## EXERCISE BRIEF
Reproduce the listing word for word. Skip any image.

INPUT below:

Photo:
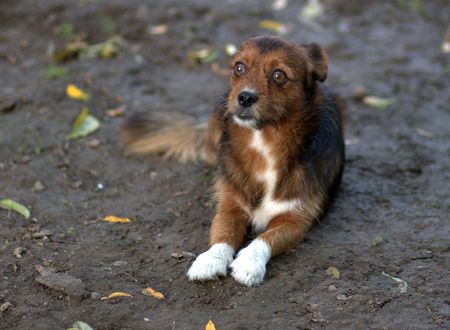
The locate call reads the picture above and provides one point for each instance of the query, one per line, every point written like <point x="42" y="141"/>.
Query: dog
<point x="277" y="137"/>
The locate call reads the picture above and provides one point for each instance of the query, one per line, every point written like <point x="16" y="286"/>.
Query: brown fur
<point x="301" y="125"/>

End of INPUT.

## EXERCISE SOLUTION
Photo:
The locate call reads the picture above and provides one point for each instance of the query, one per line, every point written like <point x="42" y="141"/>.
Query: dog
<point x="277" y="137"/>
The locate call reads the picture above and provides one point for each instance of the query, one per line, every point written like <point x="16" y="286"/>.
Query: brown fur
<point x="301" y="125"/>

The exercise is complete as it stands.